Written problem: Reproduce the entries below word for word, keeping every line unchanged.

== Record extracts ==

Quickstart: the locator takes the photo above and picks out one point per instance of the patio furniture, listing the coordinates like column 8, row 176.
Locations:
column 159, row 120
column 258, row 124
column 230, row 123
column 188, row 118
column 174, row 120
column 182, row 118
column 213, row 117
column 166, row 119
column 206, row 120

===

Written answer:
Quickstart: the locator takes the photo above and picks out one point per instance of the patio furniture, listing the coordinates like column 8, row 176.
Locations:
column 159, row 120
column 258, row 124
column 230, row 123
column 188, row 118
column 174, row 120
column 182, row 118
column 213, row 117
column 166, row 119
column 206, row 120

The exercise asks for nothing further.